The EVF is used to detect the most probable eye regions. The correlation is calculated between the EVF and eye/noneye variance images on the face. The correlation is defined as:

$\displaystyle R\left({V_{\sigma},F_{e}}\right)=\frac{E\left[{\left({\xi_{V_{% \sigma i}}-E\left({\xi_{V_{\sigma i}}}\right)}\right)\left({\xi_{F_{e}}-E\left% ({\xi_{F_{e}}}\right)}\right)}\right]}{\sqrt{D\left({\xi_{V_{\sigma i}}}\right% )D\left({\xi_{F_{e}}}\right)}}$ (4)

where $\xi_{V_{\sigma i}}$ and $\xi_{F_{e}}$ are the concatenated vectors of the variance image of the possible eye regions and $F_{e}$ , respectively. The $E(\bullet)$ and $D(\bullet)$ represent the mathematical expectation and variance of the random variable, respectively.

In order to calculate the EVF correlation value, another 60 images with 30 noneye images and 30 eye images are extracted from our eye database. The variance images of the noneye images are constructed in the same manner as the eye variance image. Figure 4 shows that the eye region images have correlation values greater than 0.32, while the noneye region images have correlation values less than 0.32. So 0.32 can be taken as the EVF threshold. Consequently, the role of the EVF in the process of eye detection is used to filter out most of the noneye images and keep the more probable eye regions possibility, i.e. candidate eyes.

Figure 4.

Correlation between eye/noneye images and EVF.

3.2 CNN feature extractor

A Convolutional Neural Network is a multi-layered neural network with a deep supervised learning architecture [28]. The CNN architecture consists of two parts: an automatic feature extractor and a trainable classifier. In our research, the trainable classifier is replaced by the SVM classifier and the CNN is used as the feature extractor. Figure 5 shows the architecture of CNN with a SVM classifier.

Figure 5.

The architecture of CNN with SVM. Conv: Convolution, Subs: Subsampling.

As shown in Fig. 5, the CNN consists of 7 layers, including an input layer, convolution layer, subsampling layer, full connected layer and output layer. Layers C1 through C5 are used for eye image feature extraction. In this processing, a series of successive convolutions and subsampling operations are performed. Each layer is composed of multiple two dimensional planes called feature maps, and each feature map contains multiple independent neurons. Each neuron on a feature map receives inputs from a small neighborhood (identified as the “receptive field” in [29]) in the previous layer. All the neurons in one feature map share the same kernel and connecting weights [29]. The neurons can extract elementary visual features such as oriented edges, end-points, or corners from receptive fields. Extracted features are then combined by the subsequent layers in order to obtaining high-level features.

Convolution and subsampling are very important steps in the CNN feature extractor. In the convolution process, each feature map unit is computed with two steps. The input $x$ is first multiplied with the trainable convolutional kernel filters of size 5 $\times$ 5, then a trainable bias $b_{x}$ is added. The results then pass through Rectified Linear Units (ReLU) transformation to obtain the whole feature maps $C_{x}$ in the convolution layer. There are two justifying reasons for using the ReLU as the activation function. ReLU does not face the gradient vanishing problem experienced with using sigmoid and tanh function first [30]. Additionally, CNN with ReLU trains several times faster than the traditional CNN with sigmoid and tanh functions for large models trained on large datasets [31, 32]. A feature $C_{x}$ can be defined as follows:

$\displaystyle C_{x}=\max\left({0,K*x+b_{x}}\right)$ (5)

++++++++

▶ REQUIRED WORK:
[1] Translate this sentence from the eye detection passage into Spanish: "Convolution and subsampling are very important steps in the CNN feature extractor."
[2] According to the eye detection passage, what value is taken as the EVF threshold?
[3] From the eye detection passage, output everything from "The EVF is used" down to "random variable, respectively.".
Answer using only the eye detection passage.

▶ SOURCE EXCERPT:
++++++++

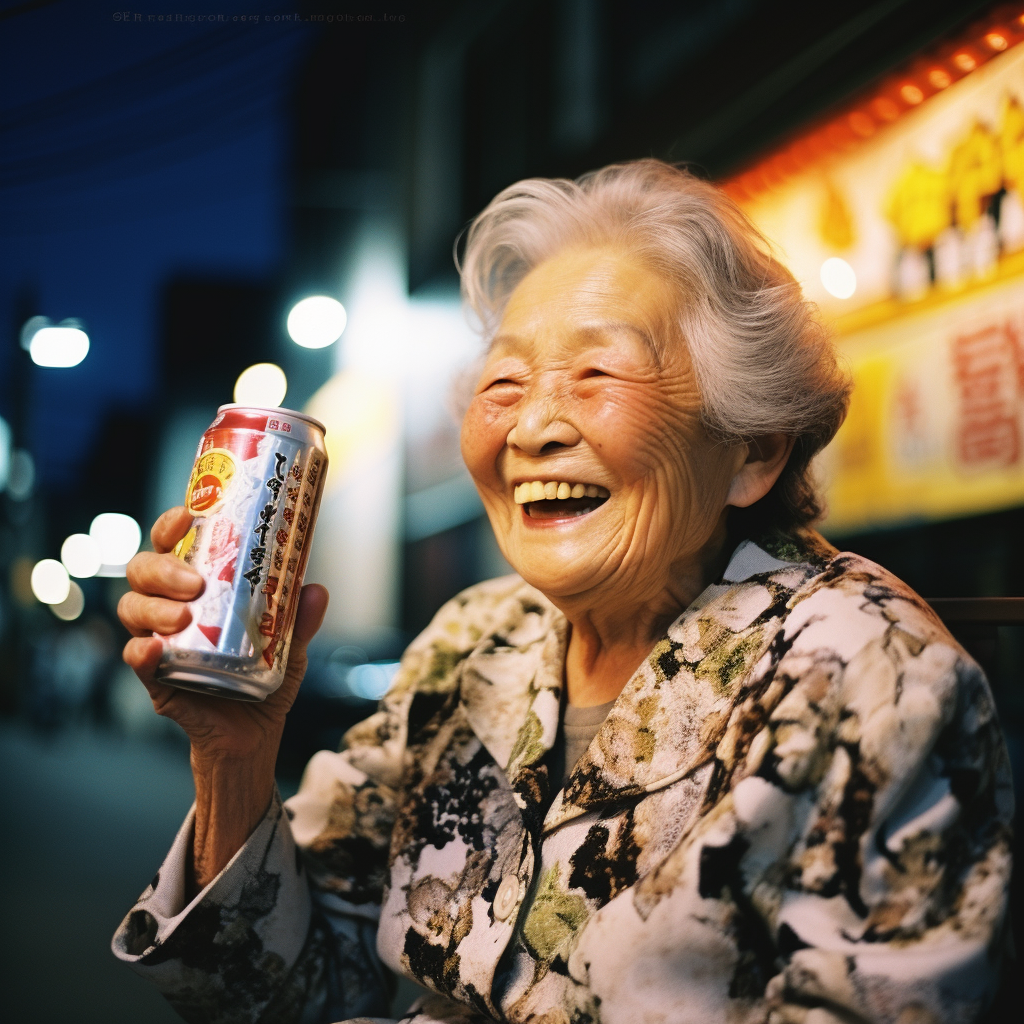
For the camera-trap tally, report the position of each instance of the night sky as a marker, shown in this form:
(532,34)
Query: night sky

++++++++

▶ TASK-BY-TASK RESULTS:
[1] La convolución y el submuestreo son pasos muy importantes en el extractor de características de la CNN.

[2] 0.32

[3]
The EVF is used to detect the most probable eye regions. The correlation is calculated between the EVF and eye/noneye variance images on the face. The correlation is defined as:

$\displaystyle R\left({V_{\sigma},F_{e}}\right)=\frac{E\left[{\left({\xi_{V_{% \sigma i}}-E\left({\xi_{V_{\sigma i}}}\right)}\right)\left({\xi_{F_{e}}-E\left% ({\xi_{F_{e}}}\right)}\right)}\right]}{\sqrt{D\left({\xi_{V_{\sigma i}}}\right% )D\left({\xi_{F_{e}}}\right)}}$ (4)

where $\xi_{V_{\sigma i}}$ and $\xi_{F_{e}}$ are the concatenated vectors of the variance image of the possible eye regions and $F_{e}$ , respectively. The $E(\bullet)$ and $D(\bullet)$ represent the mathematical expectation and variance of the random variable, respectively.